Due to image resolution, It may be unclear in the 3rd photo. Not having the antenna present to inspect, but other photos are available. Possibly you are referring to this portion of the stub and feed line arrangement:





300ohm said:
Do you think its supposed to be that way, or should the uhf-vhf phasing line be spread apart further ?
It appears that the connections are intentional. They are shorted at the lower insulator in the above photo. The blue plastic has a ridge running vertically to force the feed line stub into the terminals.

Perhaps you were referring to the upper ends of the extended wire stubs, appearing to be shorted to the flange region of VHF elements. There is a bit of spacing there, not a large amount of spacing to be sure, but when viewed from the side there is a bit of more clearance than is evident in these photos.

Since the balun connects to terminals at the UHF driven element, it appears that the feed line that continues in the downward direction (in the above image) connects the VHF portion to the balun terminals





The extended open-end portions (near the top of each photo) seem to be one of the isolation stubs, to help keep the UHF signals from feeding into the VHF portion antenna.

300ohm said:
....AntennaCraft makes their uhf directors. :p
Looks like tubing that has been spread apart, or not completely rolled. Seems like a good design to increase bandwidth of directors.

☆ ☆ ☆ ☆ ☆ ☆ ☆

* What to work on *
• 1. Say whether each statement agrees with the antenna passage. Answer yes or no for each, quoting the words of the passage that decide it.
(a) The connections are shorted at the lower insulator.
(b) The balun connects to terminals at the VHF driven element.
(c) The blue plastic has a ridge running horizontally.
• 2. Please retype the antenna passage word for word, starting with "Since the balun" and going on through "VHF portion antenna.".

☆ ☆ ☆ ☆ ☆ ☆ ☆

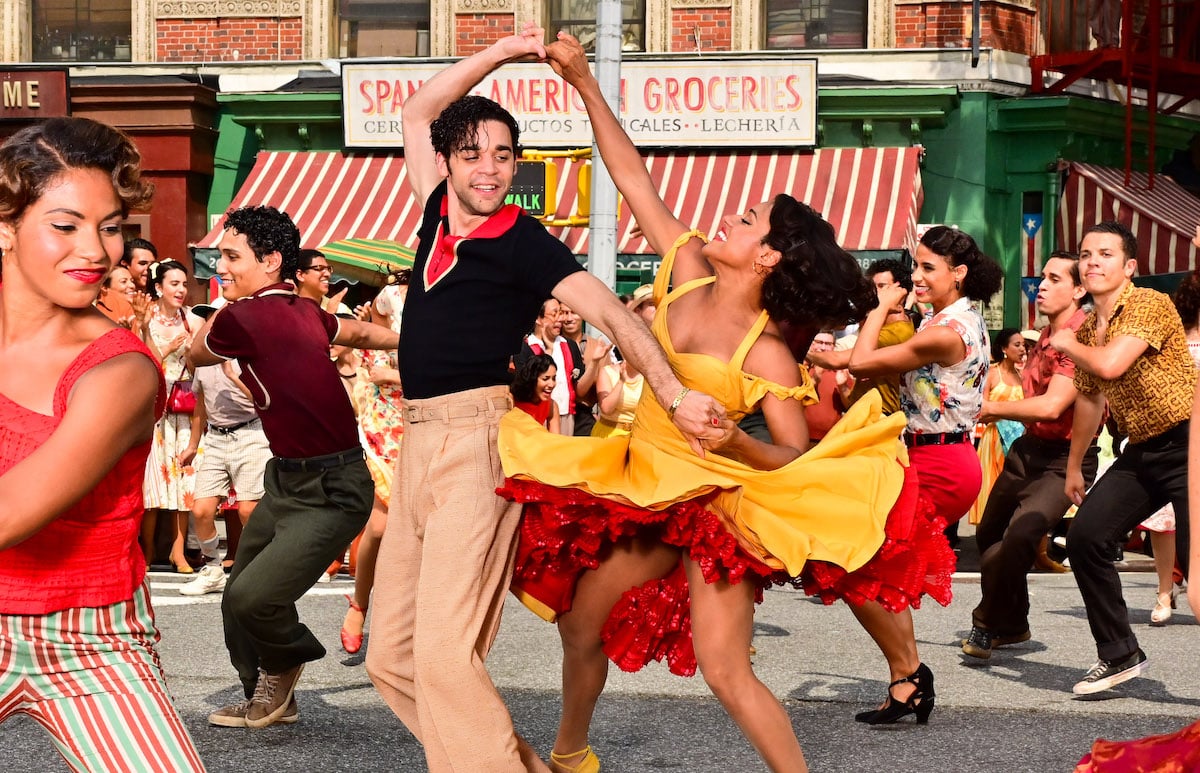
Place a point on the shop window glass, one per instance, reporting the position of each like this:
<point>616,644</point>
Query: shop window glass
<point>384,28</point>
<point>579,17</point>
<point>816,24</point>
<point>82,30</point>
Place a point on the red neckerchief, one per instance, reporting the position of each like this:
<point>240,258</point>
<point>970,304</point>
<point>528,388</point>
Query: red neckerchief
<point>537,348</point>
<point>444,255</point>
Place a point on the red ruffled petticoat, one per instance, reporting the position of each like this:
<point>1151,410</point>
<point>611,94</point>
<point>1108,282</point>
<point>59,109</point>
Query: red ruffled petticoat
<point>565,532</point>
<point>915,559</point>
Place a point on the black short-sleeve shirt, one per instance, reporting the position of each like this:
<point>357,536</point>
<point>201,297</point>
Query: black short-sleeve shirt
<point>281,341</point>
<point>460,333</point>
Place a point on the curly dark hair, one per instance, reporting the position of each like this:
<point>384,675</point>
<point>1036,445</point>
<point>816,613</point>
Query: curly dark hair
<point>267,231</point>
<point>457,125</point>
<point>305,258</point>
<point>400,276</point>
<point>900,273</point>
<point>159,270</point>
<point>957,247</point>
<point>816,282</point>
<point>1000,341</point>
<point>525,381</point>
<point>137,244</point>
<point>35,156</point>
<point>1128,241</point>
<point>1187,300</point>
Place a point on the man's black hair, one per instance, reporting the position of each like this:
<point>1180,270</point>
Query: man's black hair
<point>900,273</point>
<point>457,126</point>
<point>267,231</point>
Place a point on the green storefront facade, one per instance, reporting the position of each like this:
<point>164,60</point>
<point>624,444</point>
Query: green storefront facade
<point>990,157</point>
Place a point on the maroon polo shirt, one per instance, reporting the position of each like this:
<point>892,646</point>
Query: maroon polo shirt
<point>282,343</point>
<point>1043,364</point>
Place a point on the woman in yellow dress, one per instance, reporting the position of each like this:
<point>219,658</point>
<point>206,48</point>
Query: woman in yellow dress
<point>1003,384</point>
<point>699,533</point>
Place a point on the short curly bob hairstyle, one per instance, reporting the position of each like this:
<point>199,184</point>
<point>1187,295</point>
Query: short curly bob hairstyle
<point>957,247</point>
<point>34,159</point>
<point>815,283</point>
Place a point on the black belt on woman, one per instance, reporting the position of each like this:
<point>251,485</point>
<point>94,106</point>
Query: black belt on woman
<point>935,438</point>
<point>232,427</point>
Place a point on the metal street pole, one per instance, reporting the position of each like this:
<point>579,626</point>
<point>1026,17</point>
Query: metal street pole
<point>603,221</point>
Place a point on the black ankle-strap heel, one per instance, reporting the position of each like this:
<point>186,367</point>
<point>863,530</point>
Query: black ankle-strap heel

☆ ☆ ☆ ☆ ☆ ☆ ☆

* Answers provided *
• 1.
(a) Yes: "They are shorted at the lower insulator in the above photo."
(b) No: "Since the balun connects to terminals at the UHF driven element"
(c) No: "The blue plastic has a ridge running vertically"

• 2.
Since the balun connects to terminals at the UHF driven element, it appears that the feed line that continues in the downward direction (in the above image) connects the VHF portion to the balun terminals





The extended open-end portions (near the top of each photo) seem to be one of the isolation stubs, to help keep the UHF signals from feeding into the VHF portion antenna.